Explique em uma a três frases, com base no trecho sobre a cultura do tabaco no Brasil, por que o cultivo de tabaco atrai os produtores.
━━ TRECHO
O Brasil é líder mundial na exportação de tabaco desde 1993. É também o segundo produtor, com cerca de 640 mil toneladas. A China, maior produtor, com 2,4 milhões de toneladas, ainda importa 540 mil. Em 2023, o tabaco sozinho representou quase 1% das exportações brasileiras (US$ 2,73 bilhões) e gerou cerca de 2 milhões de empregos diretos e indiretos. Ainda assim, a cultura do tabaco, moderna e sustentável, parece invisível quando se aborda o agro nacional. Dela não se fala e pouco se sabe. Está “alhures”, como se não fizesse parte da agricultura.
Cultivar tabaco é bom negócio. Atraídos pela alta rentabilidade em pequenas áreas e pela garantia de venda da produção, em 2023, 138 mil produtores cultivaram 284 mil hectares. A produção aferiu R$ 11,3 bilhões. Cerca de 620 mil pessoas participam dessa cadeia produtiva no meio rural, segundo a Associação dos Fumicultores do Brasil (Afubra). O setor gera ainda 40 mil empregos diretos nas indústrias de beneficiamento.
A indústria do tabaco é composta de empresas de pequeno, médio e grande porte. Santa Cruz do Sul e Venâncio Aires (RS), concentram muitas empresas, num dos maiores complexos mundiais de processamento de tabaco. Elas utilizam conceitos modernos de produção e equipamentos industriais de última geração. A renda gerada nessa indústria é essencial aos municípios, garante empregos diretos e diversos indiretos.
━━━━
━━ SEÇÃO DE DADOS
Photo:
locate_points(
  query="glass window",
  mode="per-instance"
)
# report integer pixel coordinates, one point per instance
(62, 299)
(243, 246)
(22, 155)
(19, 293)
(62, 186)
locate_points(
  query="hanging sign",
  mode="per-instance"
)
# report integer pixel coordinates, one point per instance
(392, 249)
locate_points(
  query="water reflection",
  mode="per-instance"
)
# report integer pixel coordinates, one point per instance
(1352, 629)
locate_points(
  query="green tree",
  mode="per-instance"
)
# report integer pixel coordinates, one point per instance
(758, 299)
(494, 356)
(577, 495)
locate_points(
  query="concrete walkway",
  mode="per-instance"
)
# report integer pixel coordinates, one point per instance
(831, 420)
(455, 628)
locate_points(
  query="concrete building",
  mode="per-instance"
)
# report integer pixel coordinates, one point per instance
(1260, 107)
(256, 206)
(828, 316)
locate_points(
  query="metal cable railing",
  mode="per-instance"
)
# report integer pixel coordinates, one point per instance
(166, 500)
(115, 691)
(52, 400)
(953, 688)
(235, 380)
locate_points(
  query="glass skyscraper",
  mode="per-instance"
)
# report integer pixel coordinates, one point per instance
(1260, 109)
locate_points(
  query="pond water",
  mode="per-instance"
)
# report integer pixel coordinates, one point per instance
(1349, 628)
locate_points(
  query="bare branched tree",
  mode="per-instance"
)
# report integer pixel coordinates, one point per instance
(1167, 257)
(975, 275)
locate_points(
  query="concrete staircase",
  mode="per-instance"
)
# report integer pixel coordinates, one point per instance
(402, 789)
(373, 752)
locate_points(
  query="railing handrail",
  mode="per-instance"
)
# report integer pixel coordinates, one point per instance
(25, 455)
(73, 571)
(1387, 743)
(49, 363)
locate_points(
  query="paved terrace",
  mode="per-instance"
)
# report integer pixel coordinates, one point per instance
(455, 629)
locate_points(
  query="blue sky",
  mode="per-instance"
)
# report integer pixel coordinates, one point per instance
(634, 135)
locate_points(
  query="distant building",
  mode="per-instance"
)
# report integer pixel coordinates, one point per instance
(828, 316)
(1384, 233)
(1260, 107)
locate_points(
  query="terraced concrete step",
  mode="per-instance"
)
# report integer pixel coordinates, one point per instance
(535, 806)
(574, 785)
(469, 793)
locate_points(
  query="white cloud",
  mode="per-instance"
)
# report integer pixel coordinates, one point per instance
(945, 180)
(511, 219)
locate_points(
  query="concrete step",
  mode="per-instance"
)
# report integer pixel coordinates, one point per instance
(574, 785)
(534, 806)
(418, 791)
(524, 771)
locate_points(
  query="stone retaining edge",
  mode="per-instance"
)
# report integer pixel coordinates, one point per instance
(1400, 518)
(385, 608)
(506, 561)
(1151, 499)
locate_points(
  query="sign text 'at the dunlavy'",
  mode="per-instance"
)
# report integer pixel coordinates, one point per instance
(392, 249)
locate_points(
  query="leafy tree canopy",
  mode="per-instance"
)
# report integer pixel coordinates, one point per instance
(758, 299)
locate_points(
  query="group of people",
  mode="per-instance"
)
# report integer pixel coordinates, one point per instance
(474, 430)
━━━━
◆ **RESULTADO DO EXERCÍCIO**
Os produtores são atraídos pela alta rentabilidade do tabaco em pequenas áreas e pela garantia de venda da produção. Assim, em 2023, 138 mil produtores cultivaram 284 mil hectares.